* **Text section**:
-- -- --

Last year was a mixed year for pretty much all of I would say. I’m no different. It was both the best and worst year of my life, from an amazing high to a low I didn’t know existed. If you’re a reader of my blog at petergermany.com you’ll know I’m not going to go into details on those moments. I talk about them because they did have an impact of writing. As you will see from the words I wrote and edited last year.
So, let’s get down to business:
January – 9011 words written
February – 11171 words written
March – 5691 words written
April – 562 words written
May – 1454 words written
June – 517 words written
July – 4524 words written, 39962 words edited
August – 14641 words written, 55323 words edited
September – 20471 words written, 7495 words edited
October – 15773 words written
November – 50615 words written (NaNoWriMo)
December – 13698 words written, 4477 words edited
Totals – 148128 words written, 107257 words edited
I only started tracking the words I edit in July which is why there are no numbers for them before that.

-- -- --

(Stored items from a collection)
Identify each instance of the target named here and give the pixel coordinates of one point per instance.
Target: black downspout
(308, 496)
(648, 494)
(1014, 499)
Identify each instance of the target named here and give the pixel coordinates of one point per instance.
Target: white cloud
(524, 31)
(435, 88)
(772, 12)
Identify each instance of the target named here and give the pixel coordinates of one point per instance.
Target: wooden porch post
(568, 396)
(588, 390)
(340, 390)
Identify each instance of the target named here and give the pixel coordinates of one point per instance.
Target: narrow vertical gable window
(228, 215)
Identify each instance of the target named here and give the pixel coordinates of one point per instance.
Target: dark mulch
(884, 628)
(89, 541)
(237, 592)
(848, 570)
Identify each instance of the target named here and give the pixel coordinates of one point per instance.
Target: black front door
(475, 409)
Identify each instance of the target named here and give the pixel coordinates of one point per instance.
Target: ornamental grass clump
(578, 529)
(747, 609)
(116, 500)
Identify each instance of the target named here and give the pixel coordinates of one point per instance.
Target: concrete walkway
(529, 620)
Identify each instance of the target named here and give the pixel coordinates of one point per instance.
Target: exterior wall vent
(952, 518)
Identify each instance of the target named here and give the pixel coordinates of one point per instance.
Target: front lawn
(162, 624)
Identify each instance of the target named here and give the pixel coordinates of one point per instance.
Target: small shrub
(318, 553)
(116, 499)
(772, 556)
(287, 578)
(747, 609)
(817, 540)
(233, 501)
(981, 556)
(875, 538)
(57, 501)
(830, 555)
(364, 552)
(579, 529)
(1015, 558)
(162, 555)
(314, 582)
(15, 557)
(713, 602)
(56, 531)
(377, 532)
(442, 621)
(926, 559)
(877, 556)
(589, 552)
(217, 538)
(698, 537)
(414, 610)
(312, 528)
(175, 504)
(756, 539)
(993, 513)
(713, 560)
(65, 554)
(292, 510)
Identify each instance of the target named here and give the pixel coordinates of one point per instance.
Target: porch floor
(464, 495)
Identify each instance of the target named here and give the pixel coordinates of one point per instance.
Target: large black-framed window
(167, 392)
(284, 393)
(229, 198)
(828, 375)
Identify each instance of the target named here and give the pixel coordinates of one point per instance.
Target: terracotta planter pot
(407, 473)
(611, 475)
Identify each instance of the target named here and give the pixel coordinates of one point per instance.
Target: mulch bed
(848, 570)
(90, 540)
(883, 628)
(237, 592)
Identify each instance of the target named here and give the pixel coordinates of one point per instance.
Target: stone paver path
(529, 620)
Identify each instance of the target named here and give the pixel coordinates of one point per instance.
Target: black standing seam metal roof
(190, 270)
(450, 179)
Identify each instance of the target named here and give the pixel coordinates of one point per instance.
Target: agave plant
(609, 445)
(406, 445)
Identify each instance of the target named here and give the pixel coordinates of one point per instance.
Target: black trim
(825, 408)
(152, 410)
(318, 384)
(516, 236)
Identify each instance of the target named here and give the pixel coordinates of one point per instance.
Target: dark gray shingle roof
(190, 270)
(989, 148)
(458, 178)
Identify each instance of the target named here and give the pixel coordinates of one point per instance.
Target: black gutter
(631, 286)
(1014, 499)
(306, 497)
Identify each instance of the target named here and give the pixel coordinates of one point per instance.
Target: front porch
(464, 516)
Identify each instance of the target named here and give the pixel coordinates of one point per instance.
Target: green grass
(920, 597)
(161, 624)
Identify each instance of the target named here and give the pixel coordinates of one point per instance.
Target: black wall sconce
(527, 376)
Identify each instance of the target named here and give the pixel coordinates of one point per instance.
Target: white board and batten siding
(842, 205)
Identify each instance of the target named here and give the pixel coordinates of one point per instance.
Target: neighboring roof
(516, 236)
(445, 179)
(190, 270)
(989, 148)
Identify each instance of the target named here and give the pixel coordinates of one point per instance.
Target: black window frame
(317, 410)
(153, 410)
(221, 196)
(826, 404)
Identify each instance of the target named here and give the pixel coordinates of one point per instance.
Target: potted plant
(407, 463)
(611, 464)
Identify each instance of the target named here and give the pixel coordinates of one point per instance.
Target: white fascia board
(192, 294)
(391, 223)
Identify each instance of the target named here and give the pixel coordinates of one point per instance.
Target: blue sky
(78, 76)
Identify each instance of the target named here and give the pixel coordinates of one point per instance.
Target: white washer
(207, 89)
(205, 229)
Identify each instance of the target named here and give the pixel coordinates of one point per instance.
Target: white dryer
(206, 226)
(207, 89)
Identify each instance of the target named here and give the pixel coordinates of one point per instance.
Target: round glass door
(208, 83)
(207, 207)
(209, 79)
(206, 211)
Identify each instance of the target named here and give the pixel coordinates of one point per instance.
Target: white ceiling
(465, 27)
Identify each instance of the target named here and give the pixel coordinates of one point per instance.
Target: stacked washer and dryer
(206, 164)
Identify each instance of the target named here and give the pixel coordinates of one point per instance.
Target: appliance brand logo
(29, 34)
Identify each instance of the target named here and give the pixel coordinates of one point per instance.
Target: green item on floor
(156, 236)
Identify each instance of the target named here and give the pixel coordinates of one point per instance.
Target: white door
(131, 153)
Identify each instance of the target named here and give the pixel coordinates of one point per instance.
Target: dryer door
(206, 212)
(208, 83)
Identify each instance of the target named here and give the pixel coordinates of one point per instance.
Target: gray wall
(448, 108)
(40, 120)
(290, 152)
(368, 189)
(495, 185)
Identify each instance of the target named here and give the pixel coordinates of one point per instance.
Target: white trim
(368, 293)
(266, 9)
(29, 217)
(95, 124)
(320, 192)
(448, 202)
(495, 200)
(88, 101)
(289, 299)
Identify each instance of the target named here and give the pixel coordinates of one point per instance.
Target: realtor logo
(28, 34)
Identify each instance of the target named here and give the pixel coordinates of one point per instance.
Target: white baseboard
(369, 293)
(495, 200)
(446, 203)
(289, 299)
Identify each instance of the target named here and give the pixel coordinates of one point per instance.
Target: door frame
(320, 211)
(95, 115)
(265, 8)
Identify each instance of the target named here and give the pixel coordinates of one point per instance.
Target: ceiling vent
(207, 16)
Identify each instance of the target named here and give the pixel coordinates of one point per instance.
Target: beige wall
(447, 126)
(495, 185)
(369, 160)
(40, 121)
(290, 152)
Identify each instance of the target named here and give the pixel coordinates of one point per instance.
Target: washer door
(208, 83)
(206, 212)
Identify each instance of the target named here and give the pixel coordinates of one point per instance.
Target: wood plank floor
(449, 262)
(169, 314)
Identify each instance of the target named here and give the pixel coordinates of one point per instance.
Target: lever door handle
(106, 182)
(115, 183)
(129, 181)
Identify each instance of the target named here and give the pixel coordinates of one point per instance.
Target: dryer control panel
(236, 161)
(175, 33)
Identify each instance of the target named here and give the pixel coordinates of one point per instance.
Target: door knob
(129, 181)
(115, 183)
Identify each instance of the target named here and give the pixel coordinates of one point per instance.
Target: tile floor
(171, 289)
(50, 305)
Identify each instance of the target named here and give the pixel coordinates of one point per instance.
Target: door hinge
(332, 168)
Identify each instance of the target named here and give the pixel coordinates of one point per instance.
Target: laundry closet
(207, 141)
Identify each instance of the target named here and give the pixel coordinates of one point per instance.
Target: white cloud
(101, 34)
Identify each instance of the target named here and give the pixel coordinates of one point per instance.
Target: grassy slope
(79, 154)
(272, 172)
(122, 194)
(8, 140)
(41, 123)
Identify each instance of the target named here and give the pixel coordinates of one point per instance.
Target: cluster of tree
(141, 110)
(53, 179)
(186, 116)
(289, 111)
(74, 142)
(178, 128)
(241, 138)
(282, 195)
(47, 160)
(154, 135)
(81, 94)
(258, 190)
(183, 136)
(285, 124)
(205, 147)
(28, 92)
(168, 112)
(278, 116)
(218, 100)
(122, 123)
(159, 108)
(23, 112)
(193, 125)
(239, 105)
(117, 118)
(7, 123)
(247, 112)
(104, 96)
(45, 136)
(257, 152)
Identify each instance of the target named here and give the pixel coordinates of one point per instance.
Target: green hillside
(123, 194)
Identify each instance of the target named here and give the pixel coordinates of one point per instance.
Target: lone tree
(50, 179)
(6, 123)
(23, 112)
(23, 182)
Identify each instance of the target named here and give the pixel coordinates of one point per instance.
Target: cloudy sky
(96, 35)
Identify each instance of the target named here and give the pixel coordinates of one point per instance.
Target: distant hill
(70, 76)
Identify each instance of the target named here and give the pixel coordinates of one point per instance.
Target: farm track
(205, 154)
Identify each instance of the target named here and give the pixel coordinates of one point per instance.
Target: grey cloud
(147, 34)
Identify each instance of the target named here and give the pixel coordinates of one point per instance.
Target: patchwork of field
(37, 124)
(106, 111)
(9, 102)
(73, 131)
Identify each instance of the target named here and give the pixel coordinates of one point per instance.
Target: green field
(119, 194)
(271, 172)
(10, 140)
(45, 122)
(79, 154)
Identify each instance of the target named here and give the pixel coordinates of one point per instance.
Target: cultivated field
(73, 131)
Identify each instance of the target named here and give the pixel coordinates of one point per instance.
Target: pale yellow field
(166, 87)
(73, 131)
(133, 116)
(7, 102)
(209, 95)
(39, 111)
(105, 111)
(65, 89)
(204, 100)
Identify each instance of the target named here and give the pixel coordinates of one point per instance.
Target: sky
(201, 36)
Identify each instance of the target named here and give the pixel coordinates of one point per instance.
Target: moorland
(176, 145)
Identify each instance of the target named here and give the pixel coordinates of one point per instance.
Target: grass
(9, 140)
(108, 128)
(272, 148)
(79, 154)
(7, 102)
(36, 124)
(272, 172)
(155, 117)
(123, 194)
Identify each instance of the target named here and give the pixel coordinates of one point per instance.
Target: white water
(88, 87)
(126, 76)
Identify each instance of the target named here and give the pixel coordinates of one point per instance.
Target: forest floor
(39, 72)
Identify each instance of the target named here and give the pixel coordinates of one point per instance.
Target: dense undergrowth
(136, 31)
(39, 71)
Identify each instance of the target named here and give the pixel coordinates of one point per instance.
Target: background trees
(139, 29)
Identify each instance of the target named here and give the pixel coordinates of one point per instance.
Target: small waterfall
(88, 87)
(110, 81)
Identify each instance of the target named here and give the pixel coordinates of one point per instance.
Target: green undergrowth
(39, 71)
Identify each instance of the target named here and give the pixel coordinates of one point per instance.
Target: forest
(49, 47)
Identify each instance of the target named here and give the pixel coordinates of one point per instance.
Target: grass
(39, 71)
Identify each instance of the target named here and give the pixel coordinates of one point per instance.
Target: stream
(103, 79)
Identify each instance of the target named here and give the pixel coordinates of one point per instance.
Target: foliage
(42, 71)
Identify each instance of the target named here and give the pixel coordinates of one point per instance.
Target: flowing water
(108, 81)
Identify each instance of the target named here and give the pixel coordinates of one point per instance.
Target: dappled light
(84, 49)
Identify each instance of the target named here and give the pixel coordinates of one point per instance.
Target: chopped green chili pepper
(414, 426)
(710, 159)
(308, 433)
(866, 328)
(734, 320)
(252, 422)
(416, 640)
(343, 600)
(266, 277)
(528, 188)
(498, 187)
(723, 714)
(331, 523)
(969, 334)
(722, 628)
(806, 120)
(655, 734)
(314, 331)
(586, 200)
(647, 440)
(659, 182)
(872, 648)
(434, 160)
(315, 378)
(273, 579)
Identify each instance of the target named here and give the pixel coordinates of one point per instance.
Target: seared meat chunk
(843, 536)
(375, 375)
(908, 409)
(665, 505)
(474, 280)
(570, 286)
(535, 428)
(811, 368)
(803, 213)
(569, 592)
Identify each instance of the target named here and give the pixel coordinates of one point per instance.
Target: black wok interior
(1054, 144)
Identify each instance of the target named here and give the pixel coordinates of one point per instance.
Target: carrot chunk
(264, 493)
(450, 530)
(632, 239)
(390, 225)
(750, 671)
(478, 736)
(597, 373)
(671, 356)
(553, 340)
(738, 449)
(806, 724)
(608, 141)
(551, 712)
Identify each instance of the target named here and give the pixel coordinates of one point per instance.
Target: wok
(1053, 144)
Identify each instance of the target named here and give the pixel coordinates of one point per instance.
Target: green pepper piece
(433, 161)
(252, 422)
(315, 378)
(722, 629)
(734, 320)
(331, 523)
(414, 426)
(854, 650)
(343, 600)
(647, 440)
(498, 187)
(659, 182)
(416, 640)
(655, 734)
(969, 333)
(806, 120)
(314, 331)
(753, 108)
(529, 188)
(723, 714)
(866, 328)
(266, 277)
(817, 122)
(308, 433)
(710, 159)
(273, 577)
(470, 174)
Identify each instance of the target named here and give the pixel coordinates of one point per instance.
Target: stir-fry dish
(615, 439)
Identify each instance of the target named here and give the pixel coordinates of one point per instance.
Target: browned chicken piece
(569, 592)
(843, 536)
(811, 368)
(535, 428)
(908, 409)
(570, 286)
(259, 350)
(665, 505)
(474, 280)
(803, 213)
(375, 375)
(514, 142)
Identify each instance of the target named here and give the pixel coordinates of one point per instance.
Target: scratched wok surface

-- -- --

* **Exercise details**: Reproduce the portion of the blog post on yearly word counts starting with "Last year was" and going on through "edited last year.".

* **Solution for this exercise**:
Last year was a mixed year for pretty much all of I would say. I’m no different. It was both the best and worst year of my life, from an amazing high to a low I didn’t know existed. If you’re a reader of my blog at petergermany.com you’ll know I’m not going to go into details on those moments. I talk about them because they did have an impact of writing. As you will see from the words I wrote and edited last year.